[Recorded information]
* * * *

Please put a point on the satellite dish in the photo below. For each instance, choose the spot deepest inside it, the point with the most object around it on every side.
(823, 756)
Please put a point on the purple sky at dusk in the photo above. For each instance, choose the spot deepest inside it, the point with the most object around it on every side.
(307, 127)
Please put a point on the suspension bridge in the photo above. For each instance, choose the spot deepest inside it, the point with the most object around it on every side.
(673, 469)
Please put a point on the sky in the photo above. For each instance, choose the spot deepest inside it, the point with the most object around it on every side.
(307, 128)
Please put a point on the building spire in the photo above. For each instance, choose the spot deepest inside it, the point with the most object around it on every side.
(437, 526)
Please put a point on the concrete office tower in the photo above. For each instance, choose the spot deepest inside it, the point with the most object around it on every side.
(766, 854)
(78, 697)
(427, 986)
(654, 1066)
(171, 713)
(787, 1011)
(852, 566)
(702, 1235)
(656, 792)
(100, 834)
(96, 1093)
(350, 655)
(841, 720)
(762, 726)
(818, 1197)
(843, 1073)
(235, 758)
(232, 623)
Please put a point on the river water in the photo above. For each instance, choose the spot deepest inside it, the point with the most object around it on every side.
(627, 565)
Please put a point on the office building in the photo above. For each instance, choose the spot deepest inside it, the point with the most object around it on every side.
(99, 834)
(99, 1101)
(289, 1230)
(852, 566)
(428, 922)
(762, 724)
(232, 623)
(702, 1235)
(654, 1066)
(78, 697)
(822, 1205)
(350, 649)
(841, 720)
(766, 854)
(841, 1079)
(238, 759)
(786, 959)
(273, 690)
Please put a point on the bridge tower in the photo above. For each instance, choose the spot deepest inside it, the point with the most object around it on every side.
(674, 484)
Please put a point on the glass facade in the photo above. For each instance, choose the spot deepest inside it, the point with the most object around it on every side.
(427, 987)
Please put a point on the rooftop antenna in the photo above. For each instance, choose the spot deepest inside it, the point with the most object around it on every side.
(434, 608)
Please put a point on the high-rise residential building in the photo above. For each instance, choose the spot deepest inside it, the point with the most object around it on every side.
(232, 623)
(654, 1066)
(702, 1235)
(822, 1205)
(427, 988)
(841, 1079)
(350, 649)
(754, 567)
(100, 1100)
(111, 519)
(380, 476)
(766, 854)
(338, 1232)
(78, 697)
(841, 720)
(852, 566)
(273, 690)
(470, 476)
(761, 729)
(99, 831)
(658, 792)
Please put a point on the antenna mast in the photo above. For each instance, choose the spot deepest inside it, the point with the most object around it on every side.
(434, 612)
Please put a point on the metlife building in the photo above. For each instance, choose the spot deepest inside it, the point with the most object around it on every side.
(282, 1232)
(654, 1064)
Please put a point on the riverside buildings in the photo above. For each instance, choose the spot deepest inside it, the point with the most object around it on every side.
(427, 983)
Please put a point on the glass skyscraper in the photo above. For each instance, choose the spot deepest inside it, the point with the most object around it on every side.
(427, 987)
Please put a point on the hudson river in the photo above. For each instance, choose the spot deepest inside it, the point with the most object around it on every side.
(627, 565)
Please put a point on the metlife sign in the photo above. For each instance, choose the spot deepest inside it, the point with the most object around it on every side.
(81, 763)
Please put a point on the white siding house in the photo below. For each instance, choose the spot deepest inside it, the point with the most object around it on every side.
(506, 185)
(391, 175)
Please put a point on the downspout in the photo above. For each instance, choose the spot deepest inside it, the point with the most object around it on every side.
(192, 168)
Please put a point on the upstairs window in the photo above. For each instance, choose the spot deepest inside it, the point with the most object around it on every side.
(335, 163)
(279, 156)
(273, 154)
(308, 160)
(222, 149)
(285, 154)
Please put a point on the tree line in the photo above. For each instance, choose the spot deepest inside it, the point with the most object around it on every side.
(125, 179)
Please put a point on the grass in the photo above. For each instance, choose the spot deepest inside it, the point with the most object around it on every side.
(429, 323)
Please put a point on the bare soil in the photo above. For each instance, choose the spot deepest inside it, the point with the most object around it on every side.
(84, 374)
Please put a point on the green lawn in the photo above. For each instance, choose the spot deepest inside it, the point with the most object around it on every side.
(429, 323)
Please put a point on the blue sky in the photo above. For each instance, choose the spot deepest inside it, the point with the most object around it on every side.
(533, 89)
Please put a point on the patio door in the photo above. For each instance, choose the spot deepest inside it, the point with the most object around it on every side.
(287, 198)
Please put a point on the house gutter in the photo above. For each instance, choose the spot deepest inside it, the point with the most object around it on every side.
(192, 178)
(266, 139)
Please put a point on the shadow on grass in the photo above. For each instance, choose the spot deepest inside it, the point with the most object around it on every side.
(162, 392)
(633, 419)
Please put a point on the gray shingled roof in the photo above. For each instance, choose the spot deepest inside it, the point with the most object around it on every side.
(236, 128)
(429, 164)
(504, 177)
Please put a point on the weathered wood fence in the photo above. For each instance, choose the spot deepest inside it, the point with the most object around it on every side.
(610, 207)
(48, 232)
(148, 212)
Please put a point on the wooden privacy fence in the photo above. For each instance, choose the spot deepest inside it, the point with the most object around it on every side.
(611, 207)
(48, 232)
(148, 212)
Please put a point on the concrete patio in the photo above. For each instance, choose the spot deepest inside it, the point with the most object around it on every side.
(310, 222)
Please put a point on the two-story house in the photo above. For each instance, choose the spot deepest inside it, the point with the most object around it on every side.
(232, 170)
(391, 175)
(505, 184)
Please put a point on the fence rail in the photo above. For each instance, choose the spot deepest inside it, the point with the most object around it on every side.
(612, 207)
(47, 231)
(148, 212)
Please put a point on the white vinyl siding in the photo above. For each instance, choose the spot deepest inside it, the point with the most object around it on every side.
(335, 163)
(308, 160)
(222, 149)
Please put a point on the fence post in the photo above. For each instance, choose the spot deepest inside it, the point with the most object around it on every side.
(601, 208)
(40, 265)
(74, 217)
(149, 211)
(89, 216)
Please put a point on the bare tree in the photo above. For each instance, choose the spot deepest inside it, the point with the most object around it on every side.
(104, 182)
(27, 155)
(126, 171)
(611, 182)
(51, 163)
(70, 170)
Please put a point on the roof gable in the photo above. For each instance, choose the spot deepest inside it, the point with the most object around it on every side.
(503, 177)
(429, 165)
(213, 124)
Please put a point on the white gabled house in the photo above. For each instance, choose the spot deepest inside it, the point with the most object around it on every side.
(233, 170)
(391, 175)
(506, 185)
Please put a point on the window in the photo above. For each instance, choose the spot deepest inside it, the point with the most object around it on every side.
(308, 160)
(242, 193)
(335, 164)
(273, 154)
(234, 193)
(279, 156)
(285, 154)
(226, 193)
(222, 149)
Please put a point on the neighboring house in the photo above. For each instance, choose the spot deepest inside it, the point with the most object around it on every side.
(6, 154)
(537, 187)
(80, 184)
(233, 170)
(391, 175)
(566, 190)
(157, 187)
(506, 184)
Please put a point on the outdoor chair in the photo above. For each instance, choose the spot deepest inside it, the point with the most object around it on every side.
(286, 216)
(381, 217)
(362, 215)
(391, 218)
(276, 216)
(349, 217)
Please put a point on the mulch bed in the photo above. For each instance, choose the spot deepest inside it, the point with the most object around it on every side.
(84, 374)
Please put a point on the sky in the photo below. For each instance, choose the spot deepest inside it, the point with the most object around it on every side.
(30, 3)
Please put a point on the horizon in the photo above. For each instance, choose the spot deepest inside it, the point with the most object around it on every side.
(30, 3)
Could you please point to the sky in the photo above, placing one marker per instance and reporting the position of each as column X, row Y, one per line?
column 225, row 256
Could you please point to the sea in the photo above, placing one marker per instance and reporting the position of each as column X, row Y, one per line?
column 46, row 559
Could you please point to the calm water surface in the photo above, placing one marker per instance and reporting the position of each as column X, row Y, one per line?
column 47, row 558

* * * *

Print again each line of the listing above, exactly as it appears.

[Reply to the exercise]
Please put a point on the satellite dish in the photo below. For each instance, choose the spot deepest inside it, the point with the most object around it on every side.
(823, 756)
Please put a point on the purple sky at dusk in the photo above. For each instance, choose the spot deepest inside it, the point with the most object around it on every side.
(307, 127)
Please put a point on the suspension bridge in the photo above. For each instance, choose the spot deepest inside it, the point with the most object around it on every side.
(673, 469)
Please put a point on the sky in the photo above. For each instance, choose the spot deepest inside it, the point with the most object around it on every side.
(307, 128)
Please put a point on the building spire in the photo above. For each instance, choose the spot deepest inside it, the point with the most object around it on every side.
(437, 526)
Please put a point on the concrete office tower in the photo above. For each instance, choose the spot deepest inside it, the point with the most object around it on every side.
(766, 854)
(78, 697)
(427, 986)
(654, 1066)
(171, 713)
(787, 1011)
(852, 566)
(702, 1235)
(656, 792)
(100, 834)
(96, 1093)
(350, 655)
(841, 720)
(762, 726)
(818, 1197)
(843, 1073)
(235, 758)
(232, 623)
Please put a point on the river water in the photo above. For each instance, choose the spot deepest inside it, the point with the most object around it on every side.
(627, 565)
Please put a point on the office building in the photo above. For each instance, choose the spot deepest inside it, the point with the most object around it on every side.
(99, 834)
(99, 1101)
(289, 1230)
(852, 566)
(428, 922)
(762, 724)
(232, 623)
(702, 1235)
(654, 1066)
(78, 697)
(822, 1205)
(350, 649)
(841, 720)
(766, 854)
(841, 1079)
(238, 759)
(786, 959)
(273, 690)
Please put a point on the bridge tower in the photo above. For each instance, choose the spot deepest inside it, the point with the most object around it on every side.
(674, 484)
Please put a point on the glass facade in the photo above. For each instance, choose the spot deepest inside it, the point with the most object around it on every side.
(427, 987)
Please put a point on the rooftop antenna in the photo above. For each instance, choose the spot deepest inside it, the point with the most object around it on every side.
(434, 608)
Please put a point on the high-rise residential building in the photo above. For each instance, choose the spot deepest inside it, the point with the most object around it on every side.
(232, 623)
(654, 1066)
(702, 1235)
(822, 1205)
(427, 988)
(841, 1079)
(350, 649)
(754, 567)
(100, 1100)
(111, 519)
(380, 476)
(766, 854)
(338, 1232)
(78, 697)
(841, 720)
(852, 566)
(273, 690)
(470, 476)
(761, 729)
(99, 831)
(658, 792)
Please put a point on the antenna mast in the photo above. For each instance, choose the spot deepest inside it, the point with the most object around it on every side.
(434, 612)
Please put a point on the metlife building in the photo above. For each instance, choose the spot deepest inside it, the point with the most object around it on every side.
(282, 1232)
(654, 1064)
Please put a point on the riverside buildings in the photo above. For each instance, choose the spot deepest inside it, the point with the most object around it on every side.
(427, 983)
Please put a point on the glass skyscraper in the photo above. For each instance, choose the spot deepest inside it, the point with the most object around it on every side.
(427, 987)
Please put a point on the hudson river in the photo above. For each instance, choose the spot deepest inside it, the point with the most object around it on every side.
(627, 565)
Please put a point on the metlife sign in the photo above. For each instance, choose the spot deepest inside it, the point with the most object around it on every side.
(81, 763)
Please put a point on the white siding house in the photo below. For each instance, choose the spot deepest inside it, the point with the most object around it on every side.
(506, 185)
(391, 175)
Please put a point on the downspout in the photo above. For each instance, choose the spot deepest inside it, the point with the most object around it on every side.
(192, 168)
Please put a point on the upstairs window in the photo above. For each instance, choose the spot deepest inside it, the point with the most object around it on every side.
(335, 163)
(279, 156)
(273, 154)
(308, 160)
(222, 149)
(285, 154)
Please put a point on the tree line in the photo above. For each instance, choose the spot deepest inside it, the point with the most object around it on every side.
(125, 179)
Please put a point on the grass in the photo above. For each instance, choose the spot deepest inside it, the point with the most object around it on every side.
(429, 323)
Please put a point on the bare soil in the photo above. For each instance, choose the spot deepest inside it, the point with the most object around it on every side.
(84, 374)
Please put a point on the green lawn in the photo above. For each instance, choose the spot deepest inside it, the point with the most object around it on every side.
(429, 323)
Please put a point on the blue sky in the photo above. For each instance, choose the spot deepest inside it, the point with the most object around it on every side.
(533, 89)
Please put a point on the patio door in the photo above. For each instance, choose the spot deepest inside it, the point with the most object around it on every side.
(287, 198)
Please put a point on the house gutter in the photo above. For each instance, choose the spot deepest inside it, the point with the most object around it on every side.
(192, 178)
(266, 139)
Please put a point on the shadow on grass in the photo above. For each instance, choose the spot deepest inside it, the point with the most object around it on every side.
(162, 392)
(633, 419)
Please put a point on the gray shingled roof in the photo above. For each instance, choose the spot deepest inside it, the point with the most object around it on every side.
(236, 128)
(429, 164)
(504, 177)
Please put a point on the weathered wood fence in the photo above. For each instance, choose the spot deepest inside it, the point with the most object around it on every side.
(610, 207)
(48, 232)
(148, 212)
Please put a point on the wooden privacy fence in the photo above. For each instance, choose the spot deepest inside it, the point with the most object around it on every side.
(611, 207)
(48, 232)
(148, 212)
Please put a point on the concrete patio in the photo above. For each instance, choose the spot deepest inside it, the point with the most object around it on every side.
(310, 222)
Please put a point on the two-story house in the photo above. For each instance, choose the spot deepest inside it, the point with the most object around it on every side.
(232, 170)
(391, 175)
(505, 184)
Please put a point on the fence rail in the photo above. For each instance, choose the spot deepest inside it, the point with the most object around it on every side.
(612, 207)
(47, 231)
(148, 212)
Please put a point on the white vinyl siding in the photo above. For each instance, choose the spot deepest inside it, the point with the most object around it on every side.
(335, 163)
(308, 160)
(222, 149)
Please put a point on the fence post in the photo above. For each instance, choose the spot deepest inside it, the point with the most object around it on every side.
(601, 208)
(40, 265)
(74, 217)
(149, 211)
(89, 216)
Please put a point on the bare tree in the photo above. For each instance, choose the spot deepest inside it, the point with the most object around it on every side.
(104, 182)
(27, 155)
(126, 171)
(611, 182)
(51, 163)
(70, 170)
Please put a point on the roof gable in the photo above. For each instance, choose the spot deepest inside it, the point with the most object around it on every side.
(503, 177)
(429, 165)
(213, 124)
Please put a point on the white gabled house in the photo above. For each instance, choose the spot deepest inside it, the point with the most object around it on every side.
(233, 170)
(391, 175)
(506, 185)
Please put a point on the window in the photo above. For each instance, choose the spot deepest inside it, the point with the most object around it on every side.
(308, 160)
(242, 193)
(335, 164)
(273, 154)
(234, 193)
(279, 156)
(285, 154)
(226, 193)
(222, 149)
Please put a point on the neighboring house in the photo above. For each instance, choose the spot deepest inside it, the point with the most object around it on every side.
(6, 154)
(537, 187)
(80, 184)
(233, 170)
(391, 175)
(566, 190)
(157, 187)
(506, 184)
Please put a point on the outdoor chair in the photo above. For each instance, choose the spot deepest inside it, the point with the most object around it on every side.
(286, 216)
(381, 217)
(362, 215)
(391, 218)
(276, 216)
(349, 217)
Please put a point on the mulch bed in the photo above. For each instance, choose the spot deepest inside it, the point with the most object around it on every side.
(84, 374)
Please put a point on the sky in the photo below. For each instance, choose the spot deepest inside it, the point with the most object around it on every side.
(30, 3)
Please put a point on the horizon in the photo above. For each instance, choose the spot deepest inside it, the point with the most object around it on every side.
(30, 3)
Could you please point to the sky in the photo above, placing one marker per instance and reporting the position of each as column X, row Y, one per line?
column 225, row 256
Could you please point to the sea in the photo above, placing one marker per instance and reporting the position of each as column X, row Y, one per line?
column 46, row 559
Could you please point to the calm water surface in the photo above, placing one marker per instance and reporting the position of each as column X, row Y, one per line?
column 47, row 558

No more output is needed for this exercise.